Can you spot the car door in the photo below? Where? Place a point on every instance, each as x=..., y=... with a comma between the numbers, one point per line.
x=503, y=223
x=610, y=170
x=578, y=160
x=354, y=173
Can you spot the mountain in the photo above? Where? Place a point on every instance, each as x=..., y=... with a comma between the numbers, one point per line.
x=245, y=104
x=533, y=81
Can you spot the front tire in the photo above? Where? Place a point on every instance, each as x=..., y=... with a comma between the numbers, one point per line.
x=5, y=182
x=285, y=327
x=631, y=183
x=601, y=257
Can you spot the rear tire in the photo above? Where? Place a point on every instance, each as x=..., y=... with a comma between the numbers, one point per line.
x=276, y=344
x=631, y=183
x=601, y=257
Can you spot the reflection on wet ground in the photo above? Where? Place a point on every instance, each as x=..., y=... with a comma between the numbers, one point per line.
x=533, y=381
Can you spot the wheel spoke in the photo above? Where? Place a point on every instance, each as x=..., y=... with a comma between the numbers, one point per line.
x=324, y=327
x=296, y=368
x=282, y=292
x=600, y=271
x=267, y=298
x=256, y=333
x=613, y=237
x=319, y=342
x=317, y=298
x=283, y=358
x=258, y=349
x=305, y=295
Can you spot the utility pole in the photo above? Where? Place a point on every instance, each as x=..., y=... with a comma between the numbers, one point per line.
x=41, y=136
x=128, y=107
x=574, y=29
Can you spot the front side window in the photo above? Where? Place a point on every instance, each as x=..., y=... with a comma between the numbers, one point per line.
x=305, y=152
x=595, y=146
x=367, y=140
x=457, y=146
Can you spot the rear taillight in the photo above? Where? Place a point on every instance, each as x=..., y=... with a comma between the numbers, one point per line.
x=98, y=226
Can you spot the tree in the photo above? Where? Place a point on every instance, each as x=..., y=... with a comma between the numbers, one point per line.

- [SET EXERCISE] Arrange the lines from the one containing "Can you spot the front side" through the last line above, both included, as a Markdown table with the columns Row and Line. Number each row and leave out any blank lines.

- [RIGHT ANSWER]
| Row | Line |
|---|---|
| 1 | Can you spot the front side window in the photo above? Where? Place a point on every instance, each as x=..., y=... with a comma between the numbers, one point per line. |
| 2 | x=305, y=152 |
| 3 | x=595, y=146 |
| 4 | x=367, y=140 |
| 5 | x=457, y=146 |
| 6 | Can you spot the rear taillight in the photo above? Where? Place a point on every instance, each as x=..., y=... with a comma between the numbers, one point per line. |
| 7 | x=98, y=226 |
| 8 | Can you spot the tree in the photo above? Where? Place a point on every instance, each as x=..., y=... with a comma between the numbers, one point per line. |